Give a verbatim repeat of the lines that run from the line containing "of the autumn" to the end of the data below.
╭─ GIVEN RECORDS
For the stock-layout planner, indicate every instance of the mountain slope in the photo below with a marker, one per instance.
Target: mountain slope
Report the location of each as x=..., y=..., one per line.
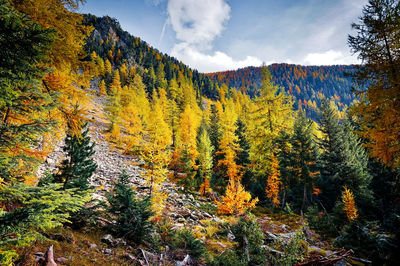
x=305, y=83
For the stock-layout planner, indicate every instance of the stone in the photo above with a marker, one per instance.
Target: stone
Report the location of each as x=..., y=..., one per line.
x=62, y=260
x=129, y=256
x=108, y=239
x=231, y=237
x=107, y=251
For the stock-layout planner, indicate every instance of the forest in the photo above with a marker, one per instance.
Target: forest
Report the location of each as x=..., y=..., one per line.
x=160, y=164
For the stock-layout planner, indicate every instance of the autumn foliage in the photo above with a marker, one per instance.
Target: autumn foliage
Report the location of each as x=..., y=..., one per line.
x=349, y=204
╰─
• SOLUTION FOR THIS EXERCISE
For the stock-layout planner, indicate every instance of the autumn foliage in the photo above with a marker, one per instance.
Target: autumn foliage
Report the location of each as x=..., y=..., one per line.
x=349, y=204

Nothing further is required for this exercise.